- **抜粋本文**
↓↓↓

公衆衛生(第1回中央研修会)終了報告

開催趣旨・目的

第1回中央研修会
成長曲線の意味と子どもの発育評価についての理解を深め、乳幼児期から思春期までの子どもの健康管理と生活習慣の改善に向けた支援に活用することを目的に県民の健康増進に貢献する栄養士・管理栄養士を育成する。

開催日時

2023年6月11日(日)
午後2時00分から午後4時00分まで
(受付:午後1時30分から1時50分)
※ZOOMミーティングによるWEB開催

内 容

講演 「成長曲線の見方と生活指導への活かし方」
講師 女子栄養大学
         客員教授 発育研究者 小林 正子 氏

*生涯教育実務研修1単位になります。
*下記チラシ参照
2023年度 第1回中央研修会 チラシのサムネイル

対象および定員

千葉県栄養士会会員で、上記内容に関心のある管理栄養士・栄養士
100名程度
千葉県栄養士会会員外 若干名

参 加 費

千葉県栄養士会会員  無料
千葉県栄養士会会員外 1500円

参加申込先

2023年度千葉県栄養士会公衆衛生事業部第1回中央研修会申込書に記入の上、下記あてメールにてお申込みください。
千葉県野田市 健康子ども部 保健センター
       担当 張替
メールアドレス hokesen@mail.city.noda.chiba.jp
電話 04-7125-1190
申込期限 2023年5月11日(木)

事業報告
事業名

「成長曲線の見方と生活指導への活かし方」
 講師 女子栄養大学 客員教授 発育研究者 小林正子 氏

参加者数

100人(会員94人,非会員6人)【ZoomによるWEB開催】

内 容

 成長曲線は、①パーセンタイル値を用いたもの、②平均値からの隔たりを基準線として用いたもの(平均値±SD)がある。①は母子健康手帳や学校保健分野で、②は医療現場で低身長の診断等に用いられる。
 文部科学省により、学校では「身長・体重成長曲線の作成」が推奨されている。身長・体重を測るだけでなく、グラフにして「可視化する」ことは児童生徒の健康を守るうえで非常に役立ち、健康に発達していることの確認や、異常の早期発見につながる。
 成長曲線を読むときのポイントは、基準線にだいたい沿うように発育しているか、身長と体重のバランスはよいかを確認することである。成長曲線は疾患や精神的不安の影響を受けて変動する傾向がある。体重の大きな変動、身長の停滞、学童期低学年での急な増加などがある場合は、個人をよく観察し、必要があれば受診を勧めるなど、個々に対応する必要がある。

↑↑↑

- **表示情報**
↓↓↓

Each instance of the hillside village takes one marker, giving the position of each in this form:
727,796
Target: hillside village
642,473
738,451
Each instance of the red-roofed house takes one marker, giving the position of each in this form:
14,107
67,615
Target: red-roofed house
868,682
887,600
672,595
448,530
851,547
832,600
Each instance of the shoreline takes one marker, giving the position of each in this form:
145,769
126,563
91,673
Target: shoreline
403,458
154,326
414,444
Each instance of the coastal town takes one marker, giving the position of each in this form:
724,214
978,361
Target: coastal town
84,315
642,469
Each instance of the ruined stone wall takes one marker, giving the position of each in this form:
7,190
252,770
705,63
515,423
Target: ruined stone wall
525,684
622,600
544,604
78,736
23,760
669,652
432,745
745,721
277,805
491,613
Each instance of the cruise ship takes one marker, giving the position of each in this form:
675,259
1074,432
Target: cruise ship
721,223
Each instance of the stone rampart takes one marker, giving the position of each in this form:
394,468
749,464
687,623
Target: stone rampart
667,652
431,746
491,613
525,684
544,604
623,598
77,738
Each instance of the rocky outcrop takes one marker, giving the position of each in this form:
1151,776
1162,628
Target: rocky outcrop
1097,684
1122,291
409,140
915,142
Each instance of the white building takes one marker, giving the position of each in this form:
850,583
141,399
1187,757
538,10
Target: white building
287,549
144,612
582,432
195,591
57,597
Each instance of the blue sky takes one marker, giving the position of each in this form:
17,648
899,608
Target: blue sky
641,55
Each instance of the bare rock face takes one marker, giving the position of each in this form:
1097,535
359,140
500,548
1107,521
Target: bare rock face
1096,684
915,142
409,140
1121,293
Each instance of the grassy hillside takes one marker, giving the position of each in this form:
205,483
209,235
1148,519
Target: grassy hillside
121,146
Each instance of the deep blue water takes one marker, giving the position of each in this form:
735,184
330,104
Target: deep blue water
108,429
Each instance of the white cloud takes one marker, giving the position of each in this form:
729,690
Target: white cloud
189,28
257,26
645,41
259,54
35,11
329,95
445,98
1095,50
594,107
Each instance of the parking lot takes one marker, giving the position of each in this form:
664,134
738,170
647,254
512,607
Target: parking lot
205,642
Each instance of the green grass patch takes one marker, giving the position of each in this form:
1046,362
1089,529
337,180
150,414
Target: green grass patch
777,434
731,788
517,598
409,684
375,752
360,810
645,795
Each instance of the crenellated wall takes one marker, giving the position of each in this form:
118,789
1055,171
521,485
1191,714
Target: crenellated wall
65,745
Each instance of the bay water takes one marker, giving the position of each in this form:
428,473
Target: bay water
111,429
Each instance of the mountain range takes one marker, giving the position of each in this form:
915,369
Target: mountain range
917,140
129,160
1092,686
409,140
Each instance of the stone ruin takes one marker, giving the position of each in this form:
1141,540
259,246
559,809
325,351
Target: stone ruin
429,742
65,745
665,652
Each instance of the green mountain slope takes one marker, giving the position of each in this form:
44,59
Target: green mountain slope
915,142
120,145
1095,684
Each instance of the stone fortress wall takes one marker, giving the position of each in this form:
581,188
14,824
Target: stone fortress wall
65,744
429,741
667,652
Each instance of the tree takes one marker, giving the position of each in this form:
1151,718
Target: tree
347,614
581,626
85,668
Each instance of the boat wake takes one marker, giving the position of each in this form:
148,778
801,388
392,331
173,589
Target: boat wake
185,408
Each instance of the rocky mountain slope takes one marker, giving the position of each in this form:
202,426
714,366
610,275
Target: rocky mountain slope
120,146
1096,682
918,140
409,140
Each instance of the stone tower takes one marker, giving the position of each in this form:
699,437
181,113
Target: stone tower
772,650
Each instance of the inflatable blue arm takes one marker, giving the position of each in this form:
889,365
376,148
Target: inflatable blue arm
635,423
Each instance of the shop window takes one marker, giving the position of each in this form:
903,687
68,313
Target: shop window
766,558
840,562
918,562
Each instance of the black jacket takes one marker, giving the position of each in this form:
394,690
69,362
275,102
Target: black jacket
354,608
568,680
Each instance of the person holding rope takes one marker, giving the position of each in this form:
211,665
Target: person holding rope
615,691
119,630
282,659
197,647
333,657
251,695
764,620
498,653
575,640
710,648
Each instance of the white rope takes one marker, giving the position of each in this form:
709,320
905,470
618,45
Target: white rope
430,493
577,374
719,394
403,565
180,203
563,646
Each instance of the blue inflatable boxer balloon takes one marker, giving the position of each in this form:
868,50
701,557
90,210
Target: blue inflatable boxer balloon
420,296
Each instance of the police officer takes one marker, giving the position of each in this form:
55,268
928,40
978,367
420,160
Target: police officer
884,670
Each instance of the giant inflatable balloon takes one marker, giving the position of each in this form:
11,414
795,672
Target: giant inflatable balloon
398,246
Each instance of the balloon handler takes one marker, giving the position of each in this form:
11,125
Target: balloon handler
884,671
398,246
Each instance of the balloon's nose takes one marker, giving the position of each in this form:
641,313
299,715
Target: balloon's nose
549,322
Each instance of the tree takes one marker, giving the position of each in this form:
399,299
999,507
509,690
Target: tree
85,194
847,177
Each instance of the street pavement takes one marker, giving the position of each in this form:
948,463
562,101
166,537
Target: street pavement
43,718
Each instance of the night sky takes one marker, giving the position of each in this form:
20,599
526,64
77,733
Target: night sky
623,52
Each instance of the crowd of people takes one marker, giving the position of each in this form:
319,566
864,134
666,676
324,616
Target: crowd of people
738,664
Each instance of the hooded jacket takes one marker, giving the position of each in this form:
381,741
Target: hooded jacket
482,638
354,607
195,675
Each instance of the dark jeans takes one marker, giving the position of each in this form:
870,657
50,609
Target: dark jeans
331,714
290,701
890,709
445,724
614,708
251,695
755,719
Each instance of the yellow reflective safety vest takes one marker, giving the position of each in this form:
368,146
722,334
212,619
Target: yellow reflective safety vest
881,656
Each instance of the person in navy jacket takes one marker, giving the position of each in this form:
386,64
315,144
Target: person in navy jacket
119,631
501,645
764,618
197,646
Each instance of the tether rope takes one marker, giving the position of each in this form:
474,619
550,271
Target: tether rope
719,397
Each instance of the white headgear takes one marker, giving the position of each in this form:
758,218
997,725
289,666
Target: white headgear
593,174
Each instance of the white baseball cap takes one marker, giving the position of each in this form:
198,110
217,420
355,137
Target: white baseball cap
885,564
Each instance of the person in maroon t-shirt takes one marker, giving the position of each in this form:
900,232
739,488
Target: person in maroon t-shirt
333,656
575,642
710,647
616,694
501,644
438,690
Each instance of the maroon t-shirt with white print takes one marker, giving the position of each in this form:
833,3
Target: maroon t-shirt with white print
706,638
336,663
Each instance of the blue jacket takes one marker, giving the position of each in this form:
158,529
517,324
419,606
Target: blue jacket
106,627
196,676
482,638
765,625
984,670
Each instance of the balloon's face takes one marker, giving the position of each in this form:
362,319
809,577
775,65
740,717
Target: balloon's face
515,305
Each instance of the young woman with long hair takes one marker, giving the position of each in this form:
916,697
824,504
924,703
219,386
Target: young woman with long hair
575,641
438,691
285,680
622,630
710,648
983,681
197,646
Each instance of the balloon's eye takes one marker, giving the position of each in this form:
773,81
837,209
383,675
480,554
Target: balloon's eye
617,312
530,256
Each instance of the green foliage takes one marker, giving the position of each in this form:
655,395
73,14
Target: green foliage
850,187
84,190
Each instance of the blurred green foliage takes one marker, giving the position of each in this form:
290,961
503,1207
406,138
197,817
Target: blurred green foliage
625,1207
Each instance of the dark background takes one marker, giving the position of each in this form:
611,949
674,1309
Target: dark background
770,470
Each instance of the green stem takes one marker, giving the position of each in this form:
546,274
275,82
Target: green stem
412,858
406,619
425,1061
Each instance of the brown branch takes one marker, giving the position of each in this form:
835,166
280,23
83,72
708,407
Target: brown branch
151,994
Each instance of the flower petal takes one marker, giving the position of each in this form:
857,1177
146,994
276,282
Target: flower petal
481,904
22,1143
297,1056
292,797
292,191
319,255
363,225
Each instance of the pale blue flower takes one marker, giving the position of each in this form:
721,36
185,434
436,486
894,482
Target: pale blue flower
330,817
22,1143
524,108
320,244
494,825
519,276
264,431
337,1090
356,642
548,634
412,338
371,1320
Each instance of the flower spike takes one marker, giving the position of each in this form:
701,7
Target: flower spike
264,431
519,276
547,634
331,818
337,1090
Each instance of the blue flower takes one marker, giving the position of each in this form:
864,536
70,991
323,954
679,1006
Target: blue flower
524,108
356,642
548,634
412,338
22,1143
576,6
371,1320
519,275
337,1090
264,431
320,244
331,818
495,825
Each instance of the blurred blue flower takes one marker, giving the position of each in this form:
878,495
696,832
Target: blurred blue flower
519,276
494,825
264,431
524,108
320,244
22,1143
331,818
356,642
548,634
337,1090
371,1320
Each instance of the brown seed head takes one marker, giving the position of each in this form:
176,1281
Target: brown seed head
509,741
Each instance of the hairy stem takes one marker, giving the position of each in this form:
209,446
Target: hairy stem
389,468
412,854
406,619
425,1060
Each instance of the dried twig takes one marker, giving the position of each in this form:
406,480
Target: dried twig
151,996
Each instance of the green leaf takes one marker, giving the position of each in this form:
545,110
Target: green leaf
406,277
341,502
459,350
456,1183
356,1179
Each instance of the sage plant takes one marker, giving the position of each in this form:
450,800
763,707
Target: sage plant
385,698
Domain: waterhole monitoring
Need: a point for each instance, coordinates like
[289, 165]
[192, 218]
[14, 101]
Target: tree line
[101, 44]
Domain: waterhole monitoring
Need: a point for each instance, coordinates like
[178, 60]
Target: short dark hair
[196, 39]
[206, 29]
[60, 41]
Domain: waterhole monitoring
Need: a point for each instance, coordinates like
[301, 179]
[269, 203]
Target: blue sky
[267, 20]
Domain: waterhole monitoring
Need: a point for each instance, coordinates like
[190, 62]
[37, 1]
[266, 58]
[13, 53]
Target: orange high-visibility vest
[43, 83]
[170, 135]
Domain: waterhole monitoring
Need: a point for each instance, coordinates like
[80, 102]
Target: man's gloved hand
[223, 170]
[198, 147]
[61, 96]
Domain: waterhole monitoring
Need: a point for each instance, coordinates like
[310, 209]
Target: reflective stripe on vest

↑↑↑

- **演習課題**
1 – 研修会の終了報告によると、参加者は何人でしたか?
2 – 研修会の終了報告を、最後の文の後から書き継いでください。

- **課題の解答**
1 – 100人(会員94人、非会員6人)でした。

2 –
 発育のリズムには、規則的なリズムとして①日内変動、②週内変動、③季節変動があり、不規則な変動として生活習慣の乱れや精神不安がある。身長は1日で約2㎝変動し、起床後が最も高く、徐々に低くなり4~5時間後に安定する。子どもの身長・体重は共に1週間単位の社会生活の影響により、週末と週半ばに増える傾向がある。また、季節変動としては、身長は春夏に増加することが多く、体重は、秋冬に増加する。夏に体重増加が見られる場合は、肥満の引き金になる。肥満は3歳以前から始まっており、乳幼児期からの生活習慣が、生涯の健康に影響を及ぼすと考えられる。
 身長が伸びている時期は、骨が弱くなっているため、骨に負荷がかかる過度なウエイトトレーニングは控える。発達には「至適時」があり、力強さを獲得する時期は、身長が最大発育期を過ぎた後である。最も効果の上がる時期に適切な働きかけを行うことが重要である。
 日本の子どもの体格の推移について、身長は2000年に入ってから最高値は出ていない。一方で座高は近年も全国的に伸びており、身長に占める下肢長の割合は減少している。夜間のスマートフォン等の使用が睡眠へ影響を及ぼし、成長ホルモンの分泌不足などが生じている可能性がある。
 子どもの心身の健康を見守る手段の一つとして成長曲線を活用し、発育状況を一貫して見ていくことが大切である。

感 想

 先生のご講演は、成長曲線の具体例を示しながら、発達・成長の様子をわかりやすく説明していただき、大変勉強になる内容でした。
 事例から、生活環境や疾患、精神状態が食事や生活習慣に及ぼす影響は、成長曲線に顕著に表れることが分かりました。目に見える形として表すことで、子どもの健康状態が見えてくることから、成長曲線を記録していくことが大切であると感じました。また、発育するリズムや、発達の至適時についても学ぶことができました。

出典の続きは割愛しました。